#### Exercise prompt:
Please rewrite everything from "I can do clean" down to "a decent length." in the puppy grooming thread, swapping "haircut" for "trim".

# 16 week old pup, first big groom!



## Aidan (Mar 4, 2009)

So i'm not sure what I want to do for pups first groom. I want to leave her fluffy but with a neatened up look. 

I work in a grooming shop as a bather and in training for grooming so I want to do something I can do myself.

I can do clean face/feet just fine but would like ideas on what to do for a first haircut. I want to leave the coat fluffy so I was thinking of a snap. Most people who come in get pretty short cuts and i plan on leaving the coat a decent length.










That's how his coat is right now. I mainly want to groom him just for the sake of getting him used to it. The breeder has been grooming him quite often to get him used to the process so i'd like to continue that.


----------



## Blue Fox (Oct 22, 2008)

I love the show puppy look especially if you want to keep her a bit longer. It doesn't have to be the full on show clip but I love the way it puts shape into the pup but still keeps them looking fluffy. Pretty sure Siv has posted some gorgeous puppy cuts in here somewhere.


----------



## Luna09 (Mar 17, 2009)

Your poodle looks amazing!!! im sure you'll find something for you and her that will just click! Good luck!

Abe


----------



## WonderPup (Oct 26, 2008)

I like to just do face, feet and tail on puppies since it's harder to style such soft hair. You get your full look but with the clean face and feet it looks neat. You can also try and just scissor up the legs and belly to neaten the overall outline.


----------



## SECRETO (Aug 20, 2008)

I love your puppies current look too. I would say to just trim her up a little and keep the face, feet and tail shaved. She's a doll! 

Did you actually pick her up yet? I can't to see more pics of her!


----------



## Aidan (Mar 4, 2009)

I'm actually picking him up TOMORROW! I was going to pick him up today but i want to make sure I have everything ready so today I set up his crate, bought some teething rings, kongs. I looked EVERYWHERE to find the same food the breeder uses (chicken soup) so I have 2 bags of it here now, i plan on keeping him on the same stuff at least while he's a puppy. My shepherd eats Taste of the Wild so i'll switch him to that after he's off the puppy food. I believe they are both made by "Diamond" foods so it shouldn't be too rough of a switch.

Entries from a pointing dataset:
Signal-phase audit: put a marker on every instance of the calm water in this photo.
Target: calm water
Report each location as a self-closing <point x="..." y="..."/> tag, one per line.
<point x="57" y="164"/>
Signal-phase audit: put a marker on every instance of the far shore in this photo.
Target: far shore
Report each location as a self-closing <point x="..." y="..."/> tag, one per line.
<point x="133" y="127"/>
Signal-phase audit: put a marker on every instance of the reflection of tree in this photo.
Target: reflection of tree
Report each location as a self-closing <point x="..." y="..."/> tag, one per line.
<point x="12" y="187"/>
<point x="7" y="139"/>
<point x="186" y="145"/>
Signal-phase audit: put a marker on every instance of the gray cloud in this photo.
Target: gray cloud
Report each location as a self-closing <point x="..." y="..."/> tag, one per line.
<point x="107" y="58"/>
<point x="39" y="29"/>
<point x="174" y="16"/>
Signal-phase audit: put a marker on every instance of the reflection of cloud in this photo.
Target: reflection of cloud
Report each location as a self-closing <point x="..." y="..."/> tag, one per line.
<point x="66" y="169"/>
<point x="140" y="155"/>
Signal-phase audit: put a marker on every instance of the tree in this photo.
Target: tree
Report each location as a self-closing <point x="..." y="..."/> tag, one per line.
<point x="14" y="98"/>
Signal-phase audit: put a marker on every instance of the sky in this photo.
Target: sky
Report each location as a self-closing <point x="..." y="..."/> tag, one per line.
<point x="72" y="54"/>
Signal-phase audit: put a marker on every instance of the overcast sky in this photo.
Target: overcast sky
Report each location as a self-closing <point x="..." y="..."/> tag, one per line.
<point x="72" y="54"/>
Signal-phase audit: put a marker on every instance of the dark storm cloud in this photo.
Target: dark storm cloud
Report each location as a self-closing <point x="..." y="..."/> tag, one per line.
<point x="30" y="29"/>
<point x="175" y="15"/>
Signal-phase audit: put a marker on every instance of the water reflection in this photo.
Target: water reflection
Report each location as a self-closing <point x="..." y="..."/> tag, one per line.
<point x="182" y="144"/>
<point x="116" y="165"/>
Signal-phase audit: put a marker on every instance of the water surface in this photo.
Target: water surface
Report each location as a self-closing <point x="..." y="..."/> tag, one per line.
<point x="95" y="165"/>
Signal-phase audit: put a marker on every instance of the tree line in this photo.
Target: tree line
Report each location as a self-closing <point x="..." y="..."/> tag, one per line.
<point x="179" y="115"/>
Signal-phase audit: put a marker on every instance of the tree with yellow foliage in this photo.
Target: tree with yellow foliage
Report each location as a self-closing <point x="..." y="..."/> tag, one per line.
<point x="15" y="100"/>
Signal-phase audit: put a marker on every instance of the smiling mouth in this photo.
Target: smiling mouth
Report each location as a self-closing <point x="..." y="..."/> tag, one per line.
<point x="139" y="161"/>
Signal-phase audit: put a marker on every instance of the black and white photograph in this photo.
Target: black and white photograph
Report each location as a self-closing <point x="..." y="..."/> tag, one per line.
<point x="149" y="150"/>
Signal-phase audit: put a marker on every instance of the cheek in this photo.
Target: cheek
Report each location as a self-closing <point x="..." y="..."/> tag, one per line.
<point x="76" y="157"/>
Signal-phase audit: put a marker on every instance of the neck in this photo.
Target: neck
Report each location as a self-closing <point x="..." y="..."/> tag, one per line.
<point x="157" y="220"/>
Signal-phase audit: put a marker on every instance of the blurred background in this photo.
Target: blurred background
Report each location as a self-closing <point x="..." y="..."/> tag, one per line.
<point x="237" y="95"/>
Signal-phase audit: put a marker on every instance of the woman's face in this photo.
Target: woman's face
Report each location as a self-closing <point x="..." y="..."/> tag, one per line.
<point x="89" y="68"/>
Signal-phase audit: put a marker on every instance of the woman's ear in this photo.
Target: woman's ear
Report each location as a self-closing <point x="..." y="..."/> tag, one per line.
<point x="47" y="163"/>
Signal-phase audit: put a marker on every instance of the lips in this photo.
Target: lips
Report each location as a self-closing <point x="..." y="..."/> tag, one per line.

#### Response:
I can do clean face/feet just fine but would like ideas on what to do for a first trim. I want to leave the coat fluffy so I was thinking of a snap. Most people who come in get pretty short cuts and i plan on leaving the coat a decent length.